* [Exercise details]
Among the entries below, how many lines contain the string "glove"? Only the number, please.

---------- Data section ----------

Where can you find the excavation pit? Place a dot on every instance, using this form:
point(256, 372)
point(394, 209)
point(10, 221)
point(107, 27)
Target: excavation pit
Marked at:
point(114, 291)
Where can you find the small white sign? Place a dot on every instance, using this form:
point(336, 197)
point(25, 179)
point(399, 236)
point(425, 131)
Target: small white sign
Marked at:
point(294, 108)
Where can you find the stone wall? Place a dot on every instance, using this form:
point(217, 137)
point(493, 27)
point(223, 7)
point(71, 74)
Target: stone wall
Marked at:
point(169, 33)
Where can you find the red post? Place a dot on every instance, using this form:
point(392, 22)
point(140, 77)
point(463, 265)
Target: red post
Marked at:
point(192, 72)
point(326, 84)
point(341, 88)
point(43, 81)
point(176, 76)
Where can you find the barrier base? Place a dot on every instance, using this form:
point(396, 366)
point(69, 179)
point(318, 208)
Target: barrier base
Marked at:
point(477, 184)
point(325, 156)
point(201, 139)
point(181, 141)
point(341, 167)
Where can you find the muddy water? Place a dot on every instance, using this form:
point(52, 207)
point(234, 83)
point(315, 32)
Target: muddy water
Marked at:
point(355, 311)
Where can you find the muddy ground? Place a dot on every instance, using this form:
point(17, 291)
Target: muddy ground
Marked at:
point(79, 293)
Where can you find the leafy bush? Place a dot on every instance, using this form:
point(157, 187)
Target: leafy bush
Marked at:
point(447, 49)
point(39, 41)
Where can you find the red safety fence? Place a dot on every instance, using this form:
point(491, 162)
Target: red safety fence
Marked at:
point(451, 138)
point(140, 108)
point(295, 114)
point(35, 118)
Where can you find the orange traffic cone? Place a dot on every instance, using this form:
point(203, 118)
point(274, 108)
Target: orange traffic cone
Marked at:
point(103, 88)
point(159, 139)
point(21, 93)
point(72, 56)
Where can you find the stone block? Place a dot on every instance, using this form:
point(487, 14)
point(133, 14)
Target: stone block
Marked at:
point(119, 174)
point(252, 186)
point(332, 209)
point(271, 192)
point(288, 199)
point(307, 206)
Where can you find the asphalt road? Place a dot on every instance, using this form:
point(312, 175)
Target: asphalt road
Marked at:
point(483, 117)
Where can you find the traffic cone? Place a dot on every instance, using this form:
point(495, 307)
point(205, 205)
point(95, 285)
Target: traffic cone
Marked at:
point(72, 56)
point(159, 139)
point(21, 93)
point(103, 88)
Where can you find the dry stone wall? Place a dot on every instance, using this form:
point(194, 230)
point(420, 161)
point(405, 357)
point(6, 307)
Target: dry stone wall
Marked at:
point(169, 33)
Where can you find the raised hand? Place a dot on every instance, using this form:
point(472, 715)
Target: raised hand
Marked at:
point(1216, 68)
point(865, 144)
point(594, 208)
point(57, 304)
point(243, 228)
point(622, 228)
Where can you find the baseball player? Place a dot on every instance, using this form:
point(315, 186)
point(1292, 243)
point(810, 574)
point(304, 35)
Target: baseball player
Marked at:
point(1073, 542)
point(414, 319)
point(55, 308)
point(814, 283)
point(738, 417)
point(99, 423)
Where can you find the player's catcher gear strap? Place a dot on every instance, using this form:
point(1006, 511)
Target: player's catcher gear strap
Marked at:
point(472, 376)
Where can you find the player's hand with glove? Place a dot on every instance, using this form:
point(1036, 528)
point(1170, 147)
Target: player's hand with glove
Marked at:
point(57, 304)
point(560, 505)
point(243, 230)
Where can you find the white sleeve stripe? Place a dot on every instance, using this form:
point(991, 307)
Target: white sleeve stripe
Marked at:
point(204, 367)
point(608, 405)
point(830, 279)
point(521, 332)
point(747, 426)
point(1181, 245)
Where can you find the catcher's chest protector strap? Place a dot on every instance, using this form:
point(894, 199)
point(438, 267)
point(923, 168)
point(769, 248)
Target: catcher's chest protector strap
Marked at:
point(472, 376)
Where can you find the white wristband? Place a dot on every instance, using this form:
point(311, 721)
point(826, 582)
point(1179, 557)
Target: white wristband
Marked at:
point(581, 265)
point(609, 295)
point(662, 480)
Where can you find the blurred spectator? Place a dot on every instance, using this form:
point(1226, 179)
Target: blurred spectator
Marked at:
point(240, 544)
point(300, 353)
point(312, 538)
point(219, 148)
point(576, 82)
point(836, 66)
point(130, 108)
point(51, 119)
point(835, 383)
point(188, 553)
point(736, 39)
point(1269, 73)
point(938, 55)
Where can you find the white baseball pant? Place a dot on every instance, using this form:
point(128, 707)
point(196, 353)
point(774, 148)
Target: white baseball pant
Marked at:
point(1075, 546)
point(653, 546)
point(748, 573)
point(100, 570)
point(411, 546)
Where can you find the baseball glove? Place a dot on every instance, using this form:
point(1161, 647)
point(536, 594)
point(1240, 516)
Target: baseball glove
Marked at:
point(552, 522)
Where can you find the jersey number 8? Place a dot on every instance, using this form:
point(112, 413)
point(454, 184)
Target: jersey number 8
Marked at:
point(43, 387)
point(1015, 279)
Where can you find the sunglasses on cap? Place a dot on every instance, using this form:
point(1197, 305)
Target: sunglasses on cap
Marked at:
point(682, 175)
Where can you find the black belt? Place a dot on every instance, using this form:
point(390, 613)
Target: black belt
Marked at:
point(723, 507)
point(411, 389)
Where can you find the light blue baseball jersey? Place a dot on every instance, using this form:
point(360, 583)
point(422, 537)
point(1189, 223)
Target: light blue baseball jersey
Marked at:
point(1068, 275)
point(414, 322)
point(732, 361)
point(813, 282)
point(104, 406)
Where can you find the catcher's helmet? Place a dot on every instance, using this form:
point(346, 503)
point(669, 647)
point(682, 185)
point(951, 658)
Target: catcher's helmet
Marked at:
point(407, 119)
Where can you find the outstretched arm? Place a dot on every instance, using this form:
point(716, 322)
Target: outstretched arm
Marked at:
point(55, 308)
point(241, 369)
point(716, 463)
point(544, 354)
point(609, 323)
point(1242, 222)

----------

* [Output below]
4